- Supplied passage
+++

A chemically-modified version of a mitochondrial toxin long used to control species of invasive fish in lakes has been found to selectively inhibit two "survival proteins" in cancer cells.
The research is a first step toward developing a molecularly-targeted drug that could eliminate cellular-level resistance to multiple types of chemotherapy and radiation therapy found in many types of cancers.
scientists at Fred Hutchinson Cancer Research Center report that a modified version of antimycin called 2-Methoxy antimycin is selective in killing cells that have high levels of Bcl-2 and Bcl-xL proteins.
The over expression of these proteins in many types of cancer cells correlates with resistance to chemotherapy and radiation therapy. Cells with normal levels of Bcl-2 or Bcl-xL are resistant to 2-Methoxy antimycin.
David M. Hockenbery, a member of the Hutchinson Center's Clinical Research Division and principal investigator for the study, and colleagues set up screening assays to look for small molecules or compounds that are selectively toxic to cells that over express Bcl-2 proteins.
Higher expression of the target protein made cells more sensitive to the 2-Methoxy antimycin inhibitor. This is called a "gain of function" mechanism and is counterintuitive to the way most drugs work.
"Our compound, 2-Methoxy antimycin, is the only Bcl-2 inhibitor reported with 'gain of function' activity, which provides a therapeutic window between cancer cells with high expression of the proteins versus cells with normal expression," said Hockenbery, who is also a professor of medicine at the University of Washington Medical Center.
"This effect was preserved when 2-Methoxy antimycin was used in combination with other agents, and could lead to a targeted molecular therapy to enhance the effectiveness of cancer treatments."
Hockenbery said his group's approach illustrated the need to look at how the proteins interact with everything else in the cell. "By over expressing this protein, the cell is changed in some interesting ways.

+++

- Directions for this task
Please answer these questions using the antimycin passage:
1. What has the mitochondrial toxin long been used to control?
2. Which two proteins must be at high levels in cells for 2-Methoxy antimycin to selectively kill them?
3. What position does Hockenbery hold at the University of Washington Medical Center?

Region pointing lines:

+++

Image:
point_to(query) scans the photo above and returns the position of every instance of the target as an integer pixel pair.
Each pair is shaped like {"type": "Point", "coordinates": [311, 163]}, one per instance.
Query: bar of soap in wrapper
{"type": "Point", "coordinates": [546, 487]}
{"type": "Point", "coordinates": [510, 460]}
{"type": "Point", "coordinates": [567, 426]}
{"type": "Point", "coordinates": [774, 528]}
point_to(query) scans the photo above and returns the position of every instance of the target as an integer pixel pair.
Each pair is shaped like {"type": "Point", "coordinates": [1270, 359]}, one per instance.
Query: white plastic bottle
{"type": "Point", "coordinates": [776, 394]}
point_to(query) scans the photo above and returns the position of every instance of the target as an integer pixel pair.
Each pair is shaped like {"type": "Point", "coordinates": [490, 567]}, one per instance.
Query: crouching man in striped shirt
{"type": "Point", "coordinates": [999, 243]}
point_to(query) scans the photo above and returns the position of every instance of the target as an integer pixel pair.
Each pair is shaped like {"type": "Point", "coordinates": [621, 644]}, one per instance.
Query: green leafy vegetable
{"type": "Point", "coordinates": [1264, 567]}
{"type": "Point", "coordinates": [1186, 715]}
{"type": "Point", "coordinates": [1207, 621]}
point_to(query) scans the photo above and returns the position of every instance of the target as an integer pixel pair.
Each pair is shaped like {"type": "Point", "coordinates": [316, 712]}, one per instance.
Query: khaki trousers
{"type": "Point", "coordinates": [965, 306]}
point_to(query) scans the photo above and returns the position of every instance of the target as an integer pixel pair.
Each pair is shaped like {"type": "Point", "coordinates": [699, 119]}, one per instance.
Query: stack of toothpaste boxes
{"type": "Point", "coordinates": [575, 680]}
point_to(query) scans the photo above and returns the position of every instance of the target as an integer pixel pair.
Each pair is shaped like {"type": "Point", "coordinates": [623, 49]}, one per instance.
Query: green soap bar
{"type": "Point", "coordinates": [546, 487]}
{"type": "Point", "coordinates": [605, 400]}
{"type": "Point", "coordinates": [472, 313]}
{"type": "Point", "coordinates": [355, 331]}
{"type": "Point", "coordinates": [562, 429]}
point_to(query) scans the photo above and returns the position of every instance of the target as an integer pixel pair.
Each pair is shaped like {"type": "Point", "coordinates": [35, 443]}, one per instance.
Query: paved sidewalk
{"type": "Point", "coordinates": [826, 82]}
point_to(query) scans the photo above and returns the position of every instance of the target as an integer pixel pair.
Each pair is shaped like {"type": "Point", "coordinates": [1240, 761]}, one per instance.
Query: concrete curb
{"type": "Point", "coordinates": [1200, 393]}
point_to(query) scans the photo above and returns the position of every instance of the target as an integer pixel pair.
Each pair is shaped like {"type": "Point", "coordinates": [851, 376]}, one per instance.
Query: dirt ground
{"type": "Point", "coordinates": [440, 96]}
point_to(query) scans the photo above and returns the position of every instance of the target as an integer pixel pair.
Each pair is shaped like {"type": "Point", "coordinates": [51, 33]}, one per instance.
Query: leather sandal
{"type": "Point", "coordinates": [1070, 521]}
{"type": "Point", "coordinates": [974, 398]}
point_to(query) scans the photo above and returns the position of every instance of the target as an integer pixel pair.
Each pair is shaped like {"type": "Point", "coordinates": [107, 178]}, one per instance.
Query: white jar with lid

+++

- Task response
1. Species of invasive fish in lakes.
2. Bcl-2 and Bcl-xL.
3. Professor of medicine.